▶ _TEXT SECTION_
┄┄┄┄┄┄┄┄┄┄┄┄┄┄┄┄┄┄┄┄
Thin magnets 32 and 33 help to reduce the profile of the module 22,
but the magnets 32 and 33 may have any thickness as may be
desired.
[0023] As shown by FIG. 3, an electrical insulator 34 is formed on
the magnet 33, and the antenna 21 is formed on the insulator 34.
The insulator 34 electrically isolates the conductive antenna 21
from the magnet 33. In one exemplary embodiment, the insulator 34
is composed of SiO.sub.2 or Al.sub.2O.sub.3, but other types of
insulators may be used in other embodiments. Note that the layers
31-34 and/or the antenna 21 may be formed using conventional
microfabrication techniques, though other techniques, including
bulk fabrication, are possible as well. In addition, the insulator
34 is not shown in FIG. 2 for simplicity of illustration.
[0024] The permeability dispersion of the ferrite substrate 31 is
generally related to two types of magnetizing processes, which are
domain wall motion and spin rotation. Therefore, permeability
spectra have both domain wall and spin resonances at a zero applied
magnetic field. Domain wall resonance is associated with
small-scale oscillating motion of domain walls, while spin
resonance is related to the oscillating motion of electron spins.
At the resonant frequencies, energy losses occur in the form of
heat.
[0025] Contribution of domain wall motion to permeability
dispersion can be reduced by applying a DC magnetic field to the
ferrite substrate 31. Also, occurrence of both domain wall and spin
resonances can be delayed toward higher frequency. Thus,
application of a DC magnetic field to the ferrite substrate 31
reduces magnetic loss and pushes the resonance frequencies to
higher frequencies. In the embodiment depicted by FIGS. 2 and 3,
such DC magnetic field is generated by the permanent magnets 32 and
33. In other embodiments, other types of magnets can be used. As an
example, it is possible to use bulk permanent magnets,
electromagnets, solenoids, and other devices known to generate
magnetic fields. When devices (e.g., electromagnets or solenoids)
generating controllable magnetic fields are used, it is possible to
control the magnetic flux passing through the ferrite substrate 31
using an electric current source as a control input. In this
regard, a control circuit (not shown) may be used to control the
magnetic flux as may be desired while signals are being
communicated via the antenna 21.
[0026] FIGS. 4 and 5 depict another exemplary embodiment of the
antenna module 22. The module 22 of FIGS. 4 and 5 is generally
configured the same and operates the same as the module 22 of FIGS.
┄┄┄┄┄┄┄┄┄┄┄┄┄┄┄┄┄┄┄┄
[Dataset rows on where objects appear]

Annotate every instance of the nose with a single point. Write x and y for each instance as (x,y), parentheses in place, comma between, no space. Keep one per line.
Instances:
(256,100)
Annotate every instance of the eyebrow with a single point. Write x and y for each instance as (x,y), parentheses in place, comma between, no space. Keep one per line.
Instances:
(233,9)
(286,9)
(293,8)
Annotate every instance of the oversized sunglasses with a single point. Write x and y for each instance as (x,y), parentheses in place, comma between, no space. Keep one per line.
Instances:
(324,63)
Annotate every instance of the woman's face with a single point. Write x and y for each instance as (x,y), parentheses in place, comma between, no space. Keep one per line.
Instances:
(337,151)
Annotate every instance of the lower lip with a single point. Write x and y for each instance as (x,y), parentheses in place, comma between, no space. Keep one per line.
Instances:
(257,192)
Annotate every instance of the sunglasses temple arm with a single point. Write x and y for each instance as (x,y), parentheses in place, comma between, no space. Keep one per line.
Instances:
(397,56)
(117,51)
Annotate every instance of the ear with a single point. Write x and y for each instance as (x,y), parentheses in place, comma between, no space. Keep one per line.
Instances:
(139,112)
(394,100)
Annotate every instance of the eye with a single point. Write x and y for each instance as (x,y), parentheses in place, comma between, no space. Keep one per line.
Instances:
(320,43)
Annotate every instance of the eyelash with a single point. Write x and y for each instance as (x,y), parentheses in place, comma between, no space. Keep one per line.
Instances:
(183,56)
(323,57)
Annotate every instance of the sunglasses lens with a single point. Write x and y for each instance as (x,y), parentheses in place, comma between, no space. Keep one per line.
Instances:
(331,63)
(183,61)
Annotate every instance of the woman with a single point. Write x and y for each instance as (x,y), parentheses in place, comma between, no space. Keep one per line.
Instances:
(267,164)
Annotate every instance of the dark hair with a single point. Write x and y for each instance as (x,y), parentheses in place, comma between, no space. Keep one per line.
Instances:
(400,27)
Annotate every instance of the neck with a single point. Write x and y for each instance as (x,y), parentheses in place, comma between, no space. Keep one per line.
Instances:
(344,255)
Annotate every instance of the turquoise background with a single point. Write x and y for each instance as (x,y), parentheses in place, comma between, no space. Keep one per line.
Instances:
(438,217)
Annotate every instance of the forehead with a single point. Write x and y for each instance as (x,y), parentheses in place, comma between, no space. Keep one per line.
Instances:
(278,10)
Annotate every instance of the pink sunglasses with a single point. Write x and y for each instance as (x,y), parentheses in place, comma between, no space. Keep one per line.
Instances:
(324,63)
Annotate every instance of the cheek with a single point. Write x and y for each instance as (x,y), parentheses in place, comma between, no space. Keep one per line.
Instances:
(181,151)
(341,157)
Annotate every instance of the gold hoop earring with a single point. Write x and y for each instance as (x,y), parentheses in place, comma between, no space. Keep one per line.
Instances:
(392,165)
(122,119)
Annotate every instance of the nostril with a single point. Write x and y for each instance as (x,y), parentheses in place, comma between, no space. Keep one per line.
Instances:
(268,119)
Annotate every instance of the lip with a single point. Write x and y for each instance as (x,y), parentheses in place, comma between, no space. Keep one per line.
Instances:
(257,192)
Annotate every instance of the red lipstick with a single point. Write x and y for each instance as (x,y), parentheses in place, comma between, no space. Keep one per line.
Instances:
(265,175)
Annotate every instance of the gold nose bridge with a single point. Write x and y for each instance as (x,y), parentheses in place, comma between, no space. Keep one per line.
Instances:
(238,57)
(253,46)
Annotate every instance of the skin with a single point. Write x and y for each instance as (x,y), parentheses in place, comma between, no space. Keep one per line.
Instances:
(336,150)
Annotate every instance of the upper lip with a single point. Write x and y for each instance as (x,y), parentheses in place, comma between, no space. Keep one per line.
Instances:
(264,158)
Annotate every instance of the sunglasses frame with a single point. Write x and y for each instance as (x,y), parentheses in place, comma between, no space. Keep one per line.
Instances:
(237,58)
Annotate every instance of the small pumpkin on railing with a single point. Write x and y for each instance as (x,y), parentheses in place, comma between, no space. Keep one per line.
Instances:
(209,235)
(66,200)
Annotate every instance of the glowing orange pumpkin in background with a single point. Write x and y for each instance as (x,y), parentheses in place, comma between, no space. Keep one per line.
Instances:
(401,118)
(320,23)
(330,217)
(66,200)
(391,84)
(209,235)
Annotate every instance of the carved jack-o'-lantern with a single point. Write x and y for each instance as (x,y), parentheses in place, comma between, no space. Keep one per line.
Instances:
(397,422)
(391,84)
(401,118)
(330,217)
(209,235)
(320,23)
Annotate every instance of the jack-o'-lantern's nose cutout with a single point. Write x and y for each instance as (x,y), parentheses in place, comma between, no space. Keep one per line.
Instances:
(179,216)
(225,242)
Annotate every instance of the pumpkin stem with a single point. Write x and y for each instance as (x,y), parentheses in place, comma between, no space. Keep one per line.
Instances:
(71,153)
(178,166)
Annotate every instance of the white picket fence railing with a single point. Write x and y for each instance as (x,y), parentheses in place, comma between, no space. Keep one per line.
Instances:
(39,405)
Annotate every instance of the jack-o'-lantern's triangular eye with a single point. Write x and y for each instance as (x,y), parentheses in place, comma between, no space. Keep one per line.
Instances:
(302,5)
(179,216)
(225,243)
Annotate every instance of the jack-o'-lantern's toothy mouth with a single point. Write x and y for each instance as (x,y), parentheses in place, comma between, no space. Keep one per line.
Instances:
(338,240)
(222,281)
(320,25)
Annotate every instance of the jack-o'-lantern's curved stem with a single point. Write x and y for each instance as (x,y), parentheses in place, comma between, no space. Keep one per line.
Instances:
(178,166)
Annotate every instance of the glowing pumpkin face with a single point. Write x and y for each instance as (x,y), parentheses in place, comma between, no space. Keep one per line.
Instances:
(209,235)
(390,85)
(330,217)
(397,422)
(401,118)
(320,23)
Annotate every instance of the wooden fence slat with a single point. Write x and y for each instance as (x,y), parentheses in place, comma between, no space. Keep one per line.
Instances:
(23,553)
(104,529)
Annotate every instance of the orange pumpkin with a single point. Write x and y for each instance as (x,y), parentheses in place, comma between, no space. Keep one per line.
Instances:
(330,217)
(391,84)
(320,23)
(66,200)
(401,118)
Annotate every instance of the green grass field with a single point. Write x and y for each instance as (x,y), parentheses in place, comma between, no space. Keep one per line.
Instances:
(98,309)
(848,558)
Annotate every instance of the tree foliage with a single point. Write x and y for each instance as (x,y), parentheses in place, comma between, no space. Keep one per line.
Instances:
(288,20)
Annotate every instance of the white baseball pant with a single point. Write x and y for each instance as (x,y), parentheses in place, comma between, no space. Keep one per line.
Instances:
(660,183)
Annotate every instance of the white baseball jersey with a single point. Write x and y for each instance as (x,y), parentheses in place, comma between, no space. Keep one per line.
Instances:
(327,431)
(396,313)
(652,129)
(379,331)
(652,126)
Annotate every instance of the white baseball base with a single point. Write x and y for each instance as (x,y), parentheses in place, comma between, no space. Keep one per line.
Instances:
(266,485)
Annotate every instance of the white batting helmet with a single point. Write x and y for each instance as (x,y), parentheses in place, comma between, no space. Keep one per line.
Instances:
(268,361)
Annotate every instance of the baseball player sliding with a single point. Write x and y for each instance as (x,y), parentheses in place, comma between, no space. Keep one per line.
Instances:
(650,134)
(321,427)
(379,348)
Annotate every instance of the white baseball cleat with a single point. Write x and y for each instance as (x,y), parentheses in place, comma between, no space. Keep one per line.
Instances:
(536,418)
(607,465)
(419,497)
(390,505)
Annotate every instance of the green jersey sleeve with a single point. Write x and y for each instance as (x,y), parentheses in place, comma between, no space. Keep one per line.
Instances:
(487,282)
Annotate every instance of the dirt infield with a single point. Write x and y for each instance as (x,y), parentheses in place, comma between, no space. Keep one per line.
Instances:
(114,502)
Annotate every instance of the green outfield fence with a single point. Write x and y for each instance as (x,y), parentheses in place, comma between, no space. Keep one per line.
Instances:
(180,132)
┄┄┄┄┄┄┄┄┄┄┄┄┄┄┄┄┄┄┄┄
▶ _TASKS_
**1.** Change "green" to "blue" in the rows from the line with "Annotate every instance of the white batting" up to and including the end of the rows, and give those lines again with nothing else altered.
**2.** Carry the text on the ferrite-substrate antenna module further from the point where it stops.
The text and the rows have nothing to do with each other.

▶ _PER-TASK ANSWERS_
**1.**
Annotate every instance of the white batting helmet with a single point. Write x and y for each instance as (x,y), parentheses in place, comma between, no space. Keep one per line.
Instances:
(268,361)
Annotate every instance of the baseball player sliding with a single point. Write x and y for each instance as (x,y), parentheses in place, comma between, no space. Keep one per line.
Instances:
(650,134)
(321,427)
(379,348)
Annotate every instance of the white baseball cleat with a single point. Write x and y for each instance as (x,y), parentheses in place, comma between, no space. Keep one per line.
Instances:
(536,418)
(607,465)
(419,497)
(390,505)
Annotate every instance of the blue jersey sleeve with a single point. Write x and y for each instance as (x,y), parentheses in place, comma between, no space. Keep one per line.
Instances:
(487,282)
Annotate every instance of the dirt infield with a single point. Write x and y for each instance as (x,y), parentheses in place, comma between, no space. Keep one per line.
Instances:
(114,502)
Annotate every instance of the blue outfield fence with a single point. Write x and y for each instance as (x,y), parentheses in place, comma between, no space. Keep one per line.
Instances:
(180,132)

**2.**
2 and 3 except that, in FIGS. 4 and 5, the magnets 32 and 33 are
positioned on opposite vertical sides of the ferrite substrate 31.
Thus, the magnetic field generated by the magnets 32 and 33 in
FIGS. 2 and 3 is generally perpendicular to the ferrite substrate
31, whereas the magnetic field generated by the magnets 32 and 33
in FIGS. 4 and 5 is generally parallel with the ferrite substrate
31. Note that the insulator 34 is not shown in FIG. 4 for
simplicity of illustration.
[0027] FIG. 6 depicts an exemplary embodiment of an antenna module
22 having a substrate element 25, such as is depicted by FIG. 3 or
5, for example, formed on an electrically insulating substrate 42
juxtaposed with a conductive substrate 44 that forms a ground
plane. In one exemplary embodiment, the insulating substrate 42 is
composed of FR4, and the substrate 44 is composed of copper.
However, other materials may be used in other embodiments. As shown
by FIG. 6, the antenna 21 spirals around the substrate element
25.
[0028] Antenna radiation efficiency was simulated for the antenna
module 22 depicted by FIG. 6. In this regard, FIG. 7 shows the DC
magnetic field dependence of the radiation efficiency and gain at a
given dielectric loss tangent. The radiation efficiency
dramatically increased from about -18 decibels (dB) to about -9.2
dB as the magnetic field increased from zero to about 400 Oersted
(Oe). This is attributed to a decrease in the magnetic loss tangent
(tan .delta..sub..mu.) with the applied DC magnetic field.
Furthermore, three-dimensional peak gain of the antenna module 22
increased to about -7.1 dBi from about -16.5 dBi. The simulated
ferrite antenna performance is summarized in the table depicted by
FIG. 8.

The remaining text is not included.